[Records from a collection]
*****
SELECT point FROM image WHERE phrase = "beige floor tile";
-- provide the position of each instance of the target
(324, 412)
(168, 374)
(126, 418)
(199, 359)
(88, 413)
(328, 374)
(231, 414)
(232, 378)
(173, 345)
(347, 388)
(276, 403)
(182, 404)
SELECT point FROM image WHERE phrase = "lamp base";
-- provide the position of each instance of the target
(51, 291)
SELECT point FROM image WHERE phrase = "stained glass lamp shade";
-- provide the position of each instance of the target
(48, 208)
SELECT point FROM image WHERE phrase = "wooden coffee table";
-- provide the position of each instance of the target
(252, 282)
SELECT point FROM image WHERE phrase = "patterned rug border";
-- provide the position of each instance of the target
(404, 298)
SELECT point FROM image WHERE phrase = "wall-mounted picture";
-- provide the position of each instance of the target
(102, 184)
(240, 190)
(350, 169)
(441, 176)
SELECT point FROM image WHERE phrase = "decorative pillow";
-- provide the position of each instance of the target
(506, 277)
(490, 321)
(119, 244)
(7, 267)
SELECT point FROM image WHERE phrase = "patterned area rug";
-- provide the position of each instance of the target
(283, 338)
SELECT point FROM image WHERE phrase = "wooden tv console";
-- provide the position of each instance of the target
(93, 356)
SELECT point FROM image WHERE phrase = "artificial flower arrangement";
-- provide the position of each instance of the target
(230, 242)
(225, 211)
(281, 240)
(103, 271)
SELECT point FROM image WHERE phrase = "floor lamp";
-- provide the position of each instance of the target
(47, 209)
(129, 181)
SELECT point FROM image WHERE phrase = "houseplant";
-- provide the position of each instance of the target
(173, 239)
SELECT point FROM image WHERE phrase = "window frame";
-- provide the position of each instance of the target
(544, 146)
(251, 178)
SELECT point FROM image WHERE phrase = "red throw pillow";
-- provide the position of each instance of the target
*****
**Instructions to follow**
Please output the entries above, every line exactly as it reads.

**Result**
SELECT point FROM image WHERE phrase = "beige floor tile";
-- provide the position of each instance of the target
(324, 412)
(168, 374)
(126, 418)
(199, 359)
(88, 413)
(328, 374)
(231, 414)
(232, 378)
(173, 345)
(347, 388)
(276, 403)
(182, 404)
SELECT point FROM image WHERE phrase = "lamp base";
-- provide the position of each instance of the target
(51, 291)
SELECT point FROM image WHERE phrase = "stained glass lamp shade";
-- provide the position of each instance of the target
(48, 208)
SELECT point FROM image WHERE phrase = "wooden coffee table";
-- provide the position of each instance of the target
(252, 282)
SELECT point FROM image WHERE phrase = "patterned rug border";
-- provide the position of each instance of the target
(404, 298)
SELECT point FROM image WHERE phrase = "wall-mounted picture";
-- provide the position of each instance of the target
(102, 184)
(240, 190)
(350, 169)
(441, 176)
SELECT point FROM image WHERE phrase = "decorative pillow";
-- provide the position of each instance of the target
(506, 277)
(490, 321)
(119, 244)
(7, 267)
SELECT point FROM image WHERE phrase = "patterned area rug";
-- provide the position of each instance of the target
(283, 338)
SELECT point FROM image WHERE phrase = "wooden tv console";
-- provide the position of each instance of the target
(93, 356)
SELECT point FROM image WHERE phrase = "artificial flower arrangement";
-- provide the position of each instance of the target
(230, 242)
(225, 211)
(281, 240)
(103, 271)
SELECT point FROM image WHERE phrase = "floor lamp";
-- provide the position of each instance of the target
(47, 209)
(129, 181)
SELECT point FROM image WHERE phrase = "houseplant";
-- provide the position of each instance of the target
(173, 239)
SELECT point FROM image WHERE phrase = "window frame";
-- provide the position of each instance of the target
(544, 146)
(251, 178)
SELECT point FROM image WHERE phrase = "red throw pillow";
-- provide the position of each instance of the target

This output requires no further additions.